:: RECORDS FOR PROCESSING ::
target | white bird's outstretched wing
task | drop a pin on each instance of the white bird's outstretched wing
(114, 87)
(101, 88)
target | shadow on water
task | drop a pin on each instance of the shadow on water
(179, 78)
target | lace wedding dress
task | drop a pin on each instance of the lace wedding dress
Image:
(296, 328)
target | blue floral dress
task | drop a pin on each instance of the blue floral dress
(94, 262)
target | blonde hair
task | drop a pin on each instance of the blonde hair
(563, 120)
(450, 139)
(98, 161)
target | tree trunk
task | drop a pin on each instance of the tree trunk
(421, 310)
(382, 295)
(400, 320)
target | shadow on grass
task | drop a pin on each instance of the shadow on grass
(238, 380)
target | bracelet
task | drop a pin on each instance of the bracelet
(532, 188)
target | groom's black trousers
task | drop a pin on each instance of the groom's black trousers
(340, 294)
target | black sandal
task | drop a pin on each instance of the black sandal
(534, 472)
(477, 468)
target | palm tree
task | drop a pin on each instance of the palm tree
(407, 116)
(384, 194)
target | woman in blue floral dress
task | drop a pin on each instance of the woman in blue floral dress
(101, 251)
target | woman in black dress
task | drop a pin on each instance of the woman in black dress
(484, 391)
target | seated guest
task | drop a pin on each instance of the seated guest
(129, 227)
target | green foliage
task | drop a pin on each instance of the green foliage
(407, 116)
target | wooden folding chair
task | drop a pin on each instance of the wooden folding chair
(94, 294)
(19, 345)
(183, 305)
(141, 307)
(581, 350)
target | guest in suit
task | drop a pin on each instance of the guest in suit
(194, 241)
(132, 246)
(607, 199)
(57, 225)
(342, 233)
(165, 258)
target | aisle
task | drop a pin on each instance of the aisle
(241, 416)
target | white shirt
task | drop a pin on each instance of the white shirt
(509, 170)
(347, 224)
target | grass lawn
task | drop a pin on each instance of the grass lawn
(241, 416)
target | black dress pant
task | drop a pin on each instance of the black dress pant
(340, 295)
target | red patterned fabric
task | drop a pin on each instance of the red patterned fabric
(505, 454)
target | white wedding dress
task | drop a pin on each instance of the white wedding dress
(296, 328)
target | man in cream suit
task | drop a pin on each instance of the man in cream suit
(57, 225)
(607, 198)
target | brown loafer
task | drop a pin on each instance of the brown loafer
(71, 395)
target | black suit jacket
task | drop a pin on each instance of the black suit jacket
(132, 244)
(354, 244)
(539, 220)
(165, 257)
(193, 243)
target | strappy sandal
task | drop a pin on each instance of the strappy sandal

:: WORK REQUIRED ::
Edit the listing from the line that contains "target | brown loafer" through its end, replacing "black suit jacket" with "navy suit jacket" and leaving everything else unchanged. Give only those lines.

:: ANSWER FOR THIS EXERCISE ::
target | brown loafer
task | drop a pin on each instance of the brown loafer
(71, 395)
target | navy suit jacket
task | drop a pin on each instance of the navy suit jacket
(132, 244)
(354, 244)
(539, 220)
(165, 257)
(193, 243)
target | strappy sandal
task | drop a pin on each instance of the strappy sandal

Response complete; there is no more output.